## Problem description:
Every line from the one containing "box: [201, 260, 225, 281]" down to the last line of the listing below should be restated exactly, and nothing else.

## Entries provided:
---*---
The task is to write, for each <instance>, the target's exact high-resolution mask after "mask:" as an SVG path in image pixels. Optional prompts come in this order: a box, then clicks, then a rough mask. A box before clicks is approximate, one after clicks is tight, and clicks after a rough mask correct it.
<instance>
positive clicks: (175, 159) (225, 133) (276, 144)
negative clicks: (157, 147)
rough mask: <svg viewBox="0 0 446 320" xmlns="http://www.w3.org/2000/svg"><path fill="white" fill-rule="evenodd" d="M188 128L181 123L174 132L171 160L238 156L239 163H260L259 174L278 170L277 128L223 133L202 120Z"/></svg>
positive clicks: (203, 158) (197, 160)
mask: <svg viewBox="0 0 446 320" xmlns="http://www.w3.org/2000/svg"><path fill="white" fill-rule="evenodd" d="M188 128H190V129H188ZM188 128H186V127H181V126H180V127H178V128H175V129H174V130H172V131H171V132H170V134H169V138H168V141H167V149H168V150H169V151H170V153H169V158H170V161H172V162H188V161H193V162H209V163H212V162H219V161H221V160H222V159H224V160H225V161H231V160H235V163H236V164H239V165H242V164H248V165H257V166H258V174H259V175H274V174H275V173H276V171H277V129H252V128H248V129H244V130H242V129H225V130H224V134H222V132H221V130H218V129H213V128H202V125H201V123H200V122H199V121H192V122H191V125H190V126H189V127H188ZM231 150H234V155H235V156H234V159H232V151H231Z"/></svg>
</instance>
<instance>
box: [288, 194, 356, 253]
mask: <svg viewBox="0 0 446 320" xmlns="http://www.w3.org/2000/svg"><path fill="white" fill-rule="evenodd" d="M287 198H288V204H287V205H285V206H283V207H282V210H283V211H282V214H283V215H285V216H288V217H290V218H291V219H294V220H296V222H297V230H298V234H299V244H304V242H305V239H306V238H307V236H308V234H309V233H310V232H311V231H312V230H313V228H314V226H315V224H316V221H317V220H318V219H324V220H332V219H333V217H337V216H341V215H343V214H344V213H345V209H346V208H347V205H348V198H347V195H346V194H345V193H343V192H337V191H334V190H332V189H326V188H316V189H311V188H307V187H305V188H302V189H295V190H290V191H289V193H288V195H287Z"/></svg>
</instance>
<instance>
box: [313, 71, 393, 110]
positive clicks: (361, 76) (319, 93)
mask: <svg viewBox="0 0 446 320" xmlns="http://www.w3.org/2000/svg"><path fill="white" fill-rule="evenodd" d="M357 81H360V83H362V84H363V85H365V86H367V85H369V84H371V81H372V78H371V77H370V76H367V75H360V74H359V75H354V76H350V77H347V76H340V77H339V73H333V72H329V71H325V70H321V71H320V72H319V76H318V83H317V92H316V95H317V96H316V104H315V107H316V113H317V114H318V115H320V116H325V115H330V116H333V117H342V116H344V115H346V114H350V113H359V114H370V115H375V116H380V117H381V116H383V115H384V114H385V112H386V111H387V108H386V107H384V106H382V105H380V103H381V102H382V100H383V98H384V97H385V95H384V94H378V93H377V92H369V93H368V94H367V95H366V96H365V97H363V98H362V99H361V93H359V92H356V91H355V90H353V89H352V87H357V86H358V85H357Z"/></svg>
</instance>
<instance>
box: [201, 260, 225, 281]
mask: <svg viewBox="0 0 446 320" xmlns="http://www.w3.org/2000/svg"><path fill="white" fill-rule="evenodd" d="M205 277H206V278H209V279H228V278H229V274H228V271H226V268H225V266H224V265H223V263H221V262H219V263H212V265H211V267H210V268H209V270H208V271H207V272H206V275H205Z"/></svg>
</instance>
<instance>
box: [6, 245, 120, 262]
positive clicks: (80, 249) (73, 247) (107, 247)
---*---
## Result for this task:
box: [201, 260, 225, 281]
mask: <svg viewBox="0 0 446 320" xmlns="http://www.w3.org/2000/svg"><path fill="white" fill-rule="evenodd" d="M205 277H206V278H209V279H228V278H229V274H228V271H226V268H225V266H224V265H223V263H221V262H219V263H212V265H211V267H210V268H209V270H208V271H207V272H206V275H205Z"/></svg>
</instance>
<instance>
box: [6, 245, 120, 262]
positive clicks: (80, 249) (73, 247) (107, 247)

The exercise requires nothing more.